## Task input
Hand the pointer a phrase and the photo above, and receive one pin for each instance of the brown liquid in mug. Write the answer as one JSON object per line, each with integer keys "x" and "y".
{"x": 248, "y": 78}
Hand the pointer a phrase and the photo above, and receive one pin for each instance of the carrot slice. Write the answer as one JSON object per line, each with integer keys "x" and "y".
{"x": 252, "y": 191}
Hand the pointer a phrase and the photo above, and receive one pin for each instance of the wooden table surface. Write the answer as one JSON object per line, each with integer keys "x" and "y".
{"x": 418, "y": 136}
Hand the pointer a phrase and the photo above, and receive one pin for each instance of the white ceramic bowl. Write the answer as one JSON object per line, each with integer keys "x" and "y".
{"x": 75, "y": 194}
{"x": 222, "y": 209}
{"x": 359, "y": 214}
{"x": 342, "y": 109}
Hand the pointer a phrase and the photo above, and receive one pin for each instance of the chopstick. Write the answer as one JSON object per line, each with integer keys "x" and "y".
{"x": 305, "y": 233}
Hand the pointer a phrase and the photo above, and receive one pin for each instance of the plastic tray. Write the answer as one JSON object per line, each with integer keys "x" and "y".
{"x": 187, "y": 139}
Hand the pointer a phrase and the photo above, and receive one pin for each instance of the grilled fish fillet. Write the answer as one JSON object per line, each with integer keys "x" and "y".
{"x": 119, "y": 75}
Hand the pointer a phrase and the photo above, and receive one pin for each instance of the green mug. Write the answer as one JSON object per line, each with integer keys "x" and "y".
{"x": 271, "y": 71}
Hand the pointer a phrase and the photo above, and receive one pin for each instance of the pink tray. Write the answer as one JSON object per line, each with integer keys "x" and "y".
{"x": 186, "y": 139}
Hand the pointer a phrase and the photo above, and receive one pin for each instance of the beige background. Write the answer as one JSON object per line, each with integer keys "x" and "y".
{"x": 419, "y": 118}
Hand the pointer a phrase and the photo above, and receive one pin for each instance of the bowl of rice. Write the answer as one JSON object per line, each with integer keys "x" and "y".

## Set problem
Can you turn the entries above into a JSON list of strings, one string per line, beginning at the line containing "of the green" and continuing through the final line of the entries, with blank lines omitted?

## Worked answer
[
  "Hand the pointer a phrase and the photo above, and receive one pin for each instance of the green mug. Write the answer as one JSON object per line, each with integer keys \"x\" and \"y\".",
  "{\"x\": 271, \"y\": 71}",
  "Hand the pointer a phrase and the photo above, and receive one pin for each instance of the pink tray. Write the answer as one JSON object per line, each with integer keys \"x\" and \"y\".",
  "{\"x\": 186, \"y\": 139}",
  "Hand the pointer a phrase and the photo above, and receive one pin for each instance of the beige background. Write the answer as one JSON object per line, each with integer keys \"x\" and \"y\".",
  "{\"x\": 419, \"y\": 118}",
  "Hand the pointer a phrase and the photo above, and receive one pin for each instance of the bowl of rice. Write the answer as one JSON object per line, each with integer keys \"x\" and \"y\"."
]